— BEGIN —

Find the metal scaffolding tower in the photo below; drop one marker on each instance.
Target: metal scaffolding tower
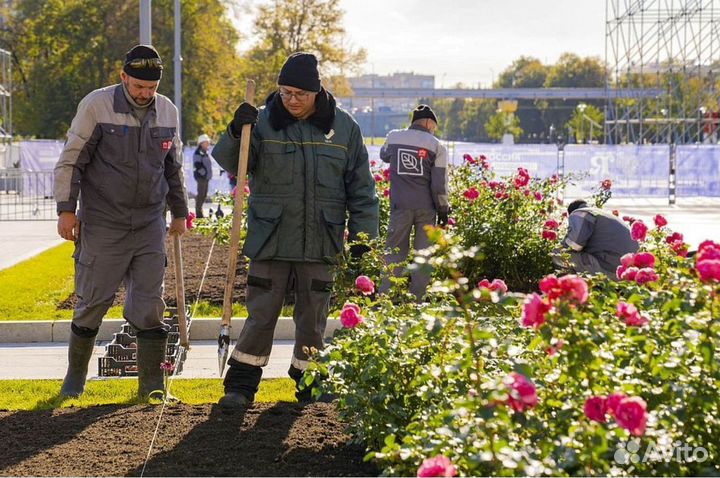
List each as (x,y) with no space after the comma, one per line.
(673,45)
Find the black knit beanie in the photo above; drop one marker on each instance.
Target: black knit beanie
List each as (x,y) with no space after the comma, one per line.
(422,112)
(143,70)
(300,71)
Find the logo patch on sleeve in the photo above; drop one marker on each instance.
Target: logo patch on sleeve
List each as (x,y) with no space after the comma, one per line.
(409,163)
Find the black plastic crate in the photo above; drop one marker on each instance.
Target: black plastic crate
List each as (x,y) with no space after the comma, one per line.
(120,358)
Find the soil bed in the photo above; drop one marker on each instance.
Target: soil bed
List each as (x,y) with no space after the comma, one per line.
(276,439)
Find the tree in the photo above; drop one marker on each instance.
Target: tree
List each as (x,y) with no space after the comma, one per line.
(65,49)
(288,26)
(502,123)
(587,123)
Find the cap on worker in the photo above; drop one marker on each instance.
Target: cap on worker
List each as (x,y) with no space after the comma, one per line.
(143,62)
(300,71)
(422,112)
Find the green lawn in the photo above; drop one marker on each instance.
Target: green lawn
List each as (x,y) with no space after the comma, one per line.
(33,289)
(43,394)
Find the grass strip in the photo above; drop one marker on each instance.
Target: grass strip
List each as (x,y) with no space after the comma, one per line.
(43,394)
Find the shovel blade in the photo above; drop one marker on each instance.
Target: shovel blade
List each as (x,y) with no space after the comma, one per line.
(223,348)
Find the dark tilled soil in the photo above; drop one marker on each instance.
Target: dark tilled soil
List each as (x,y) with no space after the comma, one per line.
(195,250)
(279,439)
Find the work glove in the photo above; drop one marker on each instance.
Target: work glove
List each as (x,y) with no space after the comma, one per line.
(245,114)
(442,218)
(357,250)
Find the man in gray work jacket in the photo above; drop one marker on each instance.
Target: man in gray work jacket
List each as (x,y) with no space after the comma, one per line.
(418,190)
(123,162)
(596,239)
(310,178)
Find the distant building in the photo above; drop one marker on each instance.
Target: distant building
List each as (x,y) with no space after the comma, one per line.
(378,116)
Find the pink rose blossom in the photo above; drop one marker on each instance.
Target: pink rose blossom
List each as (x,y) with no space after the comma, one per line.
(660,221)
(350,316)
(644,259)
(630,314)
(595,409)
(629,274)
(522,393)
(638,231)
(365,285)
(613,401)
(438,466)
(189,219)
(646,275)
(631,414)
(549,235)
(534,311)
(709,269)
(551,224)
(471,194)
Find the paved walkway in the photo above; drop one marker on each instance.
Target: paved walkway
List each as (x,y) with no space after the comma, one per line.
(49,360)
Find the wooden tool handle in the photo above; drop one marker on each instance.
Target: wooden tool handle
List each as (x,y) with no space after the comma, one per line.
(238,210)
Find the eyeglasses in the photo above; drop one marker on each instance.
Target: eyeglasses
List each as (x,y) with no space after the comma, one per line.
(140,63)
(300,96)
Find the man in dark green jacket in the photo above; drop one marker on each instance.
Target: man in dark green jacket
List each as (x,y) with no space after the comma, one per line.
(309,179)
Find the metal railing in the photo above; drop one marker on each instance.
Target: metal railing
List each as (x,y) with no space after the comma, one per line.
(26,195)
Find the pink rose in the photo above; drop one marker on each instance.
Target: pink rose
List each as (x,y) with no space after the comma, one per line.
(709,269)
(438,466)
(644,259)
(595,409)
(708,250)
(613,401)
(551,224)
(189,219)
(629,274)
(646,275)
(522,393)
(534,311)
(660,221)
(630,314)
(674,237)
(471,194)
(350,316)
(631,414)
(638,231)
(628,260)
(549,235)
(522,179)
(365,285)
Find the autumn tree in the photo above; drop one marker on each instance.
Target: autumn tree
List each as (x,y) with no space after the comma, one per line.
(286,26)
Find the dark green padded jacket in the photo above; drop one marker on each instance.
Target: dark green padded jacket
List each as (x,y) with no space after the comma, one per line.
(309,179)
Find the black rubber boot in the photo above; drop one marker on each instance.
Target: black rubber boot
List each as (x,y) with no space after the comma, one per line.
(150,355)
(80,350)
(241,384)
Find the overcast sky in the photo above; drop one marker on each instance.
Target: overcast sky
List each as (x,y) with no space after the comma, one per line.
(471,41)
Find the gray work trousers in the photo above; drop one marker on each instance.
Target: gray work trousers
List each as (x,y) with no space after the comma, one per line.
(104,257)
(268,283)
(402,222)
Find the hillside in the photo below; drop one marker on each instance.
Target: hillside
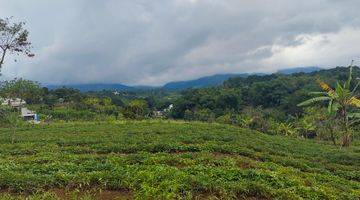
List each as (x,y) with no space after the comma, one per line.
(94,87)
(299,70)
(167,160)
(207,81)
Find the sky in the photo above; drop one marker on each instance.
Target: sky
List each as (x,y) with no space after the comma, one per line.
(151,42)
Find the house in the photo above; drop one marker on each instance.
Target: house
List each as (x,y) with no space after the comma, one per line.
(161,113)
(15,103)
(29,115)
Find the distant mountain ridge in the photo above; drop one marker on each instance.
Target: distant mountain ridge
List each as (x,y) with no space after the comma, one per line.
(299,70)
(202,82)
(206,81)
(94,87)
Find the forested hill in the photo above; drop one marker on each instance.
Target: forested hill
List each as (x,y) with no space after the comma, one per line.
(276,92)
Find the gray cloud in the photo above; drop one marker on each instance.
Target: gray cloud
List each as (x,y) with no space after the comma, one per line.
(152,42)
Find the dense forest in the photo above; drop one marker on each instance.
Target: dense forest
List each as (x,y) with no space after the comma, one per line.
(267,103)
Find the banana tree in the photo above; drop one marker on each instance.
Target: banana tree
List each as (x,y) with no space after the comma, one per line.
(340,101)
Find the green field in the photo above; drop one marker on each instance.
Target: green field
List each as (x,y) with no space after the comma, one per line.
(171,160)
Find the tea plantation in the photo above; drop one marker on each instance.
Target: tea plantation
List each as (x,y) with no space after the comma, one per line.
(171,160)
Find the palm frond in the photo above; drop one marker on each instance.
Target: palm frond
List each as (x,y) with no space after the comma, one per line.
(331,92)
(314,100)
(354,122)
(330,106)
(318,93)
(354,115)
(354,102)
(355,88)
(348,82)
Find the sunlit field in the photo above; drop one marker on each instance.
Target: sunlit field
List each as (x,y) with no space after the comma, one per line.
(171,160)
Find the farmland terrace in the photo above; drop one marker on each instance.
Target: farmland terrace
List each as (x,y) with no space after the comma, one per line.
(171,160)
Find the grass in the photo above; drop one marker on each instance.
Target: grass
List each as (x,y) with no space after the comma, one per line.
(171,160)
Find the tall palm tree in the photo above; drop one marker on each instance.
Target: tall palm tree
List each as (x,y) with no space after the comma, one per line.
(340,101)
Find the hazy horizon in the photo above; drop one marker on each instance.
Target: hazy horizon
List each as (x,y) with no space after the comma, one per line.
(139,42)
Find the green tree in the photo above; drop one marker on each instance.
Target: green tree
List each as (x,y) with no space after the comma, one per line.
(341,102)
(13,39)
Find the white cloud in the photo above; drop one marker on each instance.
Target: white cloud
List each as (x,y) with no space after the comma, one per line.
(152,42)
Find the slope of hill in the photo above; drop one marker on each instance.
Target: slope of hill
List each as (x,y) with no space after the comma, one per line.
(94,87)
(171,160)
(207,81)
(299,69)
(202,82)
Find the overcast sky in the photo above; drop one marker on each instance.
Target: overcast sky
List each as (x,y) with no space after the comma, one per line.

— END —

Copy every one of the entries above line for line without changing anything, but omit the pictures.

Find the metal scaffolding tower in the photo below; drop one marker on each instance.
Target: metal scaffolding tower
List each as (x,y) with no space after the comma, one per line.
(673,45)
Find the black knit beanie in the photo above; drop one marker on each instance.
Target: black knit beanie
List each as (x,y) with no space after the comma, one per line.
(422,112)
(143,70)
(300,71)
Find the logo patch on sleeve in the photo above; drop one marker on each instance.
Target: logo patch on sleeve
List each as (x,y) with no space after the comma, one per line.
(409,163)
Find the black plastic crate in the photo above; drop one marker on each instance.
Target: black plastic crate
List each as (x,y) with no space after the comma, one per line.
(120,358)
Find the soil bed in the photo above; drop one marker on each instance.
Target: soil bed
List each as (x,y) with no space after the comma, one per line.
(276,439)
Find the tree in the photo above; drop one marker on each instance.
Target: tree
List each as (x,y) with no space after the comma, one per line.
(65,49)
(288,26)
(502,123)
(587,123)
Find the cap on worker in the photo above; drop one marker on each instance.
Target: cap on worker
List each as (x,y) with no space after the comma, one per line.
(143,62)
(300,71)
(422,112)
Find the green lawn in the photo above; drop one marker on each instance.
Target: green lawn
List each as (x,y) with no space after the comma, one per line.
(33,289)
(43,394)
Find the grass strip in the photo above; drop one marker on each instance.
Target: grass strip
List each as (x,y) with no space after the comma, one per line.
(43,394)
Find the shovel blade in the photo above; drop one marker on each instance.
Target: shovel blade
List each as (x,y) with no space after the comma, one per line.
(223,348)
Find the dark tilled soil in the photo above; drop one marker on each instance.
Target: dark tilled soil
List each as (x,y) with no space after the comma, one per line.
(195,250)
(279,439)
Find the work glove in the photo above; drop one marker on each instance.
Target: work glove
List each as (x,y) with no space after the comma, one per line.
(245,114)
(442,218)
(357,250)
Find the man in gray work jacket in the photo above; drop one marker on each instance.
Target: man in gray work jacket
List each as (x,y) with no space after the comma, one per line.
(418,190)
(123,162)
(596,239)
(310,178)
Find the distant building in the photo above; drop one marker on each instance.
Target: distant building
List each as (x,y) with no space after the comma, one per line.
(378,116)
Find the pink rose blossom in the photo above; drop one marker on each instance.
Target: pink rose blossom
List each as (x,y) with no space after the comma, one per line.
(660,221)
(350,316)
(644,259)
(630,314)
(595,409)
(629,274)
(522,393)
(638,231)
(365,285)
(613,401)
(438,466)
(189,219)
(646,275)
(631,414)
(549,235)
(534,311)
(709,269)
(551,224)
(471,194)
Find the paved walkway in the photo above; drop one marker on each instance.
Target: paved walkway
List each as (x,y) with no space after the comma, one per line.
(49,360)
Find the wooden tool handle in the photo above; drop one marker on each instance.
Target: wooden tool handle
List each as (x,y) with no space after the comma, one per line.
(238,210)
Find the eyeglasses in the photo above; drop one marker on each instance.
Target: eyeglasses
List each as (x,y) with no space after the comma, one per line.
(140,63)
(300,96)
Find the man in dark green jacket in the photo above; drop one marker on each instance.
Target: man in dark green jacket
List each as (x,y) with no space after the comma, one per line.
(309,179)
Find the metal railing in the photo above; drop one marker on each instance.
Target: metal railing
List each as (x,y) with no space after the comma, one per line.
(26,195)
Find the pink rose in the photo above; drop one marker on each instance.
Target: pink rose
List each as (x,y) with no space after the comma, one per line.
(709,269)
(438,466)
(644,259)
(595,409)
(708,250)
(613,401)
(551,224)
(189,219)
(629,274)
(646,275)
(522,393)
(534,311)
(660,221)
(630,314)
(674,237)
(471,194)
(350,316)
(631,414)
(638,231)
(628,260)
(549,235)
(522,179)
(365,285)
Find the autumn tree in the photo above; drop one marker on each instance.
Target: autumn tree
List each as (x,y) with no space after the comma, one per line.
(286,26)
Find the dark green padded jacket in the photo above; drop one marker on each instance.
Target: dark green padded jacket
List each as (x,y) with no space after the comma, one per line.
(309,179)
Find the black rubber boot in the photo above; drop one marker on each instance.
Target: black rubber boot
List each as (x,y) with no space after the comma, one per line.
(150,355)
(80,350)
(241,384)
Find the overcast sky in the photo above; drop one marker on each instance.
Target: overcast sky
List each as (x,y) with no space after the comma, one per line.
(471,41)
Find the gray work trousers in the photo above; drop one marker on each instance.
Target: gray work trousers
List each as (x,y) with no space after the comma, one per line.
(104,257)
(268,283)
(402,222)
Find the hillside in the photo below; drop one marker on each instance.
Target: hillside
List each as (x,y) with no space after the comma, one per line.
(94,87)
(299,70)
(167,160)
(207,81)
Find the sky in the photo above; drop one marker on each instance.
Target: sky
List each as (x,y) with no space after the comma, one per line.
(151,42)
Find the house in the photo above; drop one marker on each instance.
Target: house
List each as (x,y) with no space after the comma, one per line.
(161,113)
(15,103)
(29,115)
Find the distant mountain ridge in the photo above; drop one marker on each instance.
Target: distant mountain ridge
List each as (x,y) with no space after the comma, one per line.
(299,70)
(202,82)
(206,81)
(94,87)
Find the forested hill in the photo above; drop one marker on each instance.
Target: forested hill
List each as (x,y) with no space after the comma, one per line.
(276,92)
Find the gray cloud in the photo above; drop one marker on each instance.
Target: gray cloud
List each as (x,y) with no space after the comma, one per line.
(152,42)
Find the dense forest in the photo above; drop one marker on each instance.
Target: dense forest
List each as (x,y) with no space after the comma, one per line.
(267,103)
Find the banana tree in the photo above; drop one marker on each instance.
Target: banana tree
List each as (x,y) with no space after the comma, one per line.
(340,101)
Find the green field in the photo above; drop one marker on each instance.
Target: green field
List each as (x,y) with no space after the comma, one per line.
(171,160)
Find the tea plantation in the photo above; drop one marker on each instance.
Target: tea plantation
List each as (x,y) with no space after the comma, one per line.
(171,160)
Find the palm frond in the photo above; drop one marker on each instance.
Target: palm frond
List each as (x,y) with no space after the comma, one per line.
(331,92)
(314,100)
(354,122)
(330,106)
(318,93)
(354,115)
(354,102)
(355,88)
(348,82)
Find the sunlit field in the photo above; drop one marker on each instance.
Target: sunlit field
List each as (x,y) with no space after the comma, one per line.
(171,160)
Find the farmland terrace in the photo above; drop one marker on each instance.
Target: farmland terrace
List each as (x,y) with no space after the comma, one per line.
(171,160)
Find the grass in the photo above; drop one marker on each instance.
Target: grass
List each as (x,y) with no space after the comma, one per line.
(171,160)
Find the tall palm tree in the photo above; drop one marker on each instance.
Target: tall palm tree
List each as (x,y) with no space after the comma, one per line.
(340,101)
Find the hazy horizon in the photo above; drop one marker on each instance.
Target: hazy horizon
List each as (x,y) with no space after the comma, one per line.
(139,42)
Find the green tree in the photo above; drop one marker on each instance.
Target: green tree
List each as (x,y) with no space after the comma, one per line.
(341,102)
(13,39)
Find the white cloud in the photo above; drop one marker on each instance.
Target: white cloud
List each as (x,y) with no space after the comma, one per line.
(152,42)
Find the slope of hill in the photo above; drop one marker on each instance.
Target: slope of hill
List each as (x,y) with no space after the comma, one per line.
(94,87)
(171,160)
(207,81)
(299,69)
(202,82)
Find the overcast sky in the photo above; drop one marker on each instance.
Target: overcast sky
List each as (x,y) with no space after the comma, one per line.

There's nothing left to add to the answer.